> [Tarefa] Por favor, digite novamente, sem nenhuma alteração, todo o texto fornecido abaixo sobre o Programa voltado à agricultura familiar.

> [Texto fornecido]
..............................
O Programa é considerado um marco na trajetória das políticas públicas para a

agricultura familiar. O Programa diferencia-se de outras políticas públicas voltadas para o

desenvolvimento rural, em função de seu caráter inovador e, sobretudo porque é baseada na

concessão de crédito a uma categoria socialmente desprovida de condições que pudessem

garantir o acesso a empréstimos financeiros (ABRAMOVAY;VEIGA, 1999; CARNEIRO,

1997 e outros).

Guanziroli (2006, p. 01) apresentou um estudo, sobre os dez primeiros anos de

atuação do Programa. O autor destaca que

Após 10 anos de execução não cabe nenhuma dúvida que o programa se estendeu de forma considerável por todo o território nacional, ampliou o montante financiado, desenvolveu programas especiais para atender diversas categorias, assumiu a assistência técnica e reforçou a infraestrutura tanto dos próprios agricultores como dos municípios em que se encontra.
..............................
> [Linhas de dados]
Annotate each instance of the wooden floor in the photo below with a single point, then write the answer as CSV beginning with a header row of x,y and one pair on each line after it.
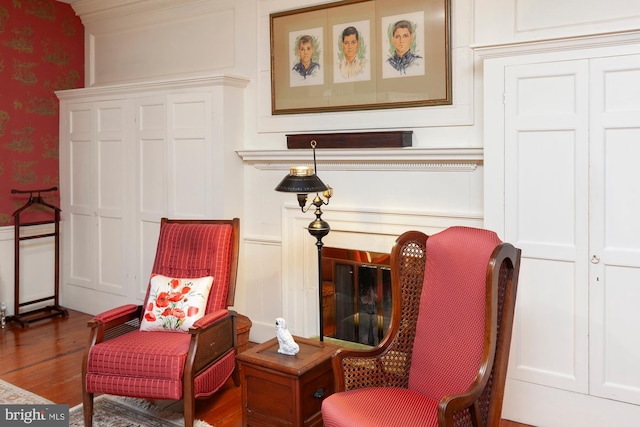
..............................
> [Resposta da tarefa]
O Programa é considerado um marco na trajetória das políticas públicas para a

agricultura familiar. O Programa diferencia-se de outras políticas públicas voltadas para o

desenvolvimento rural, em função de seu caráter inovador e, sobretudo porque é baseada na

concessão de crédito a uma categoria socialmente desprovida de condições que pudessem

garantir o acesso a empréstimos financeiros (ABRAMOVAY;VEIGA, 1999; CARNEIRO,

1997 e outros).

Guanziroli (2006, p. 01) apresentou um estudo, sobre os dez primeiros anos de

atuação do Programa. O autor destaca que

Após 10 anos de execução não cabe nenhuma dúvida que o programa se estendeu de forma considerável por todo o território nacional, ampliou o montante financiado, desenvolveu programas especiais para atender diversas categorias, assumiu a assistência técnica e reforçou a infraestrutura tanto dos próprios agricultores como dos municípios em que se encontra.